§ Segmentation dataset excerpts:
•••••
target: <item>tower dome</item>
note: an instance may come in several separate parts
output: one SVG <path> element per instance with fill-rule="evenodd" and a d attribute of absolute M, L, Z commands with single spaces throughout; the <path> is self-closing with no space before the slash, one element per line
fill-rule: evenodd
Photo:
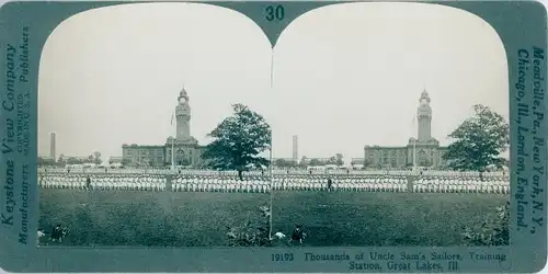
<path fill-rule="evenodd" d="M 429 93 L 426 92 L 426 90 L 424 90 L 421 93 L 421 99 L 419 99 L 419 102 L 421 102 L 421 104 L 423 104 L 423 103 L 429 103 L 430 104 L 430 96 L 429 96 Z"/>

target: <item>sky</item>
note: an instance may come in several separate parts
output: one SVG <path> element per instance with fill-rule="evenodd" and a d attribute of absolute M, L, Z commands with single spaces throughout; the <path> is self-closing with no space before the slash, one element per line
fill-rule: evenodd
•••••
§ WRITTEN REQUEST: Repeat verbatim every line in the entries above, from the line holding "target: <item>sky</item>" through the last line of the entries, inclusive.

§ RESULT OF THIS EXERCISE:
target: <item>sky</item>
note: an instance may come in several separate parts
output: one SVG <path> element per instance with fill-rule="evenodd" and a d attribute of absolute M, L, Z commands with single spaces throughout; the <path> is self-closing with no space before the slash, one element per line
fill-rule: evenodd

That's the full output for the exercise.